> What the task asks
Render the lines from the one containing "of the hanging" through the one containing "Target: hanging ornament from ceiling", both included, as a JSON list of strings with one string per line and blank lines omitted.

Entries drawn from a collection
* * * * * * *
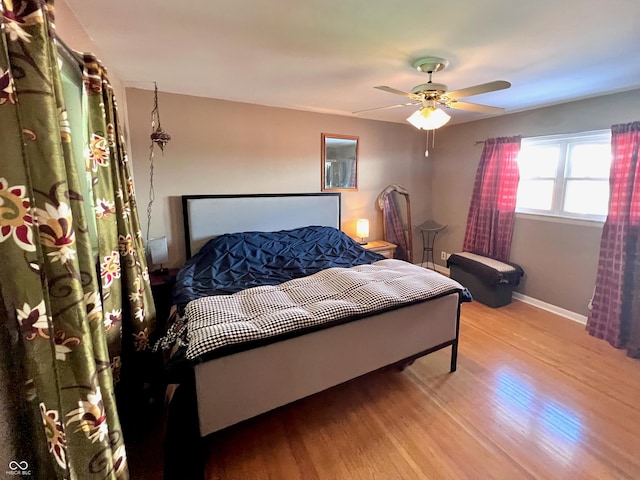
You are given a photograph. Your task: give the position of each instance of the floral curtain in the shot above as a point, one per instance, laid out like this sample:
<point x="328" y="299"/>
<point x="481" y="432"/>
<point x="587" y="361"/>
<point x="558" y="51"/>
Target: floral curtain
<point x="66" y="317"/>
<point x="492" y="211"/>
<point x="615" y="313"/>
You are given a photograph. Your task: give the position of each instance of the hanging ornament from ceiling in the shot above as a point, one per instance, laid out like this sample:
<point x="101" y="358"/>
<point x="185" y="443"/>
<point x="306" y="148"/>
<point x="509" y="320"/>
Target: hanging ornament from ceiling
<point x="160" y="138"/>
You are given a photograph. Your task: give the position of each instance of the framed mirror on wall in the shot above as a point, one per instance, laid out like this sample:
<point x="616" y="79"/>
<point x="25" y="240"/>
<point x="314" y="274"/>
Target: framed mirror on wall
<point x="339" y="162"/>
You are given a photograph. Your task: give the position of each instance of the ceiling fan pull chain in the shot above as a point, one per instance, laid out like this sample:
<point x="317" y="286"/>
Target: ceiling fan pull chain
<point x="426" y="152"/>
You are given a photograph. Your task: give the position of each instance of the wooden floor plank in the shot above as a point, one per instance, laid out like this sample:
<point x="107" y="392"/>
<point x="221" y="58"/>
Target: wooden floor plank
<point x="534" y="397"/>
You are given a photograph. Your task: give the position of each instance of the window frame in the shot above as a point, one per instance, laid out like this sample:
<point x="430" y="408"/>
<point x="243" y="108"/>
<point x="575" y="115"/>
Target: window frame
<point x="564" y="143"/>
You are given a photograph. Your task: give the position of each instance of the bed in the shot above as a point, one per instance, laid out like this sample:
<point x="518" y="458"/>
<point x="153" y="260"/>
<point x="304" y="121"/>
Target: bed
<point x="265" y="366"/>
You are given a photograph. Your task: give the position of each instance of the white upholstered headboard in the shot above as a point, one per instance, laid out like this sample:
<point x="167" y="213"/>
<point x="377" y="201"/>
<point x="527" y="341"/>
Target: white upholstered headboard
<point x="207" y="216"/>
* * * * * * *
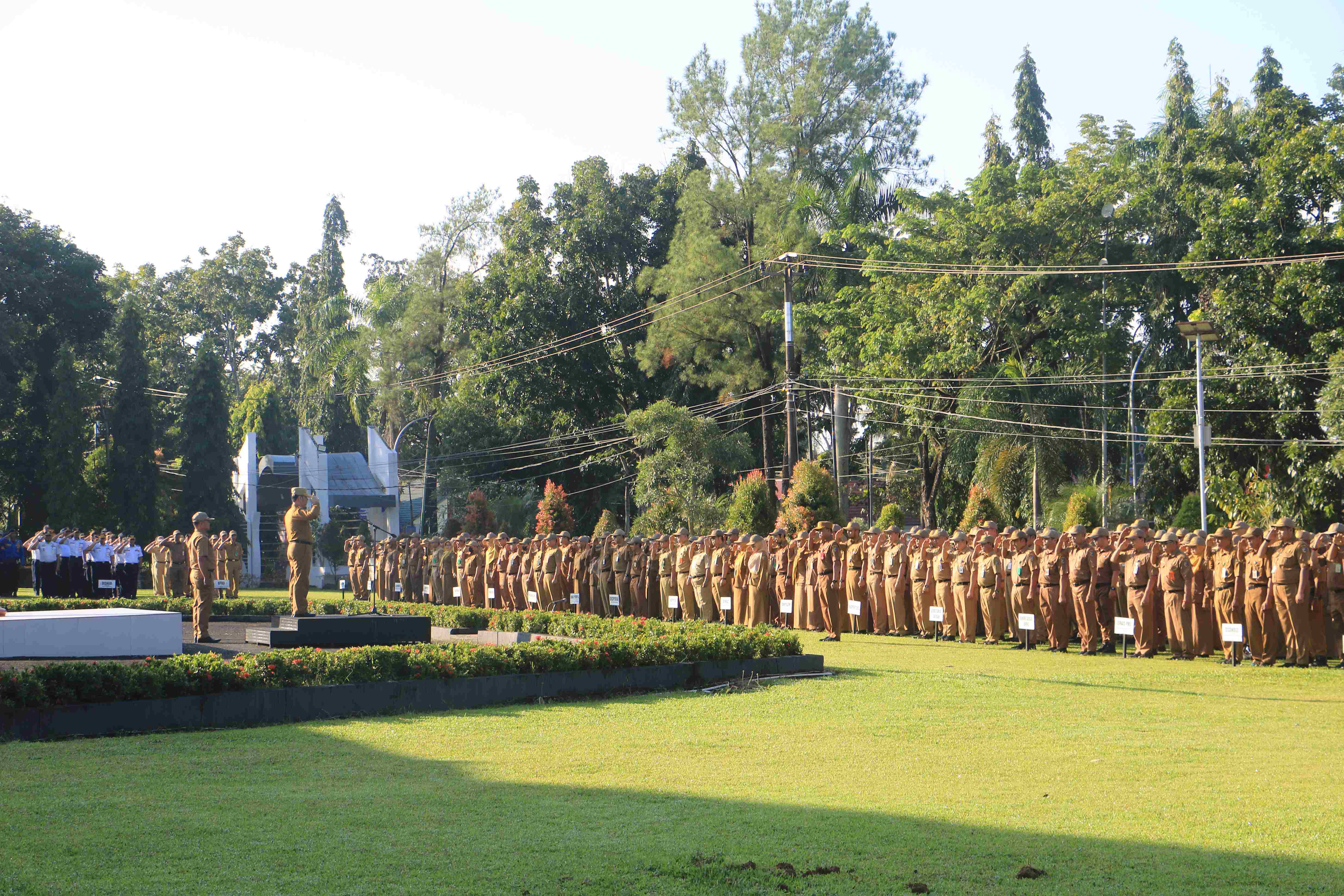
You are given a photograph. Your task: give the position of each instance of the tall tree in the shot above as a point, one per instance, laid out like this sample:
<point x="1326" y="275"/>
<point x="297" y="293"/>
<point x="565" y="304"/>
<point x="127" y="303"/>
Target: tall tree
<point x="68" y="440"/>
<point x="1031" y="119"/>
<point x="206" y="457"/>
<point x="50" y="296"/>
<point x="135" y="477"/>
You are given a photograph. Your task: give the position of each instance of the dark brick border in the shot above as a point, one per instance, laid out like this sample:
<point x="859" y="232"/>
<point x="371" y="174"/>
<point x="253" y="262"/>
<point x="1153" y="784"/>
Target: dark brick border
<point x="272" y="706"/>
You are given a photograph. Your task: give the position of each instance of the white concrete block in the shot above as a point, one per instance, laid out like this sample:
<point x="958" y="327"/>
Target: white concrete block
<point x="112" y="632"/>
* * * * * * *
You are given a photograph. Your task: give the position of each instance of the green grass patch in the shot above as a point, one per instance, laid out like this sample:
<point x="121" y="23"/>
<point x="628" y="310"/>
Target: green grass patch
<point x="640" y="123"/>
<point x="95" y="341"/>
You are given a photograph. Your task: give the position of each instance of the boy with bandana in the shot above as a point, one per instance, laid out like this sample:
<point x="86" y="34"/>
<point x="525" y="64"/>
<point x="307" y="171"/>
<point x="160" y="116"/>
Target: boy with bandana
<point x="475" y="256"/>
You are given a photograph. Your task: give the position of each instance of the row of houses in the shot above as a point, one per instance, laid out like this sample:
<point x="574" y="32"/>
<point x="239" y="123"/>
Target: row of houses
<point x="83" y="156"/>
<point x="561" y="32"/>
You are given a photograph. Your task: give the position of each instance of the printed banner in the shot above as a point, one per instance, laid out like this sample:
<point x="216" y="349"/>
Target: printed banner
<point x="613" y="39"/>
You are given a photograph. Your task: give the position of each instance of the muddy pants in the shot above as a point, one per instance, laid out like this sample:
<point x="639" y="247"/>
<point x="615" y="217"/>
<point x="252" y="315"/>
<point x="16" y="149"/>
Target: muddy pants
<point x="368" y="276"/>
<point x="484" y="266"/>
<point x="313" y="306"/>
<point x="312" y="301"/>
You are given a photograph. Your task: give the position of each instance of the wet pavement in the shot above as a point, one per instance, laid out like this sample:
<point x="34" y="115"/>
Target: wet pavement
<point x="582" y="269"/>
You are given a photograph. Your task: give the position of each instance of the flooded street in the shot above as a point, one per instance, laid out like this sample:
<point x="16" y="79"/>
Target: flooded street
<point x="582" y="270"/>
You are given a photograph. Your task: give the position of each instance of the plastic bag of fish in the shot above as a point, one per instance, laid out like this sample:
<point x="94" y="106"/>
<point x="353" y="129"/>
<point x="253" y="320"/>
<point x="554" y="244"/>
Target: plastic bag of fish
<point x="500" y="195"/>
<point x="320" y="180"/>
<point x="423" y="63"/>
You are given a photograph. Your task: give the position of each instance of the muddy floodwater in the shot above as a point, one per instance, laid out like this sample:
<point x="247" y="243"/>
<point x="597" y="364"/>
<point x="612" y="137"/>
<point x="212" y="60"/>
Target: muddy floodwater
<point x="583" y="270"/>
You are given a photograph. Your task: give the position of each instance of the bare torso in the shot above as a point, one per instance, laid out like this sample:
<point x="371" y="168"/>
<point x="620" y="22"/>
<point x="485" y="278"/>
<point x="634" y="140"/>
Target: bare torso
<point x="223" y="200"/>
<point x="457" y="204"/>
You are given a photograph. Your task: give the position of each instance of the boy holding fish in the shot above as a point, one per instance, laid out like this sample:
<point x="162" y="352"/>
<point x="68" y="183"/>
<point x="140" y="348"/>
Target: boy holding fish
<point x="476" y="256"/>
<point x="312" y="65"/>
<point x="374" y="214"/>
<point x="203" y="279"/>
* * * * * * *
> Result below
[
  "You are given a photograph. Your task: give the position of each instance of the hanging ornament from ceiling in the shot above as a point, one per instance, laid out like this sample:",
  "<point x=\"101\" y=\"358\"/>",
  "<point x=\"185\" y=\"443\"/>",
  "<point x=\"306\" y=\"148\"/>",
  "<point x=\"509\" y=\"320\"/>",
  "Target: hanging ornament from ceiling"
]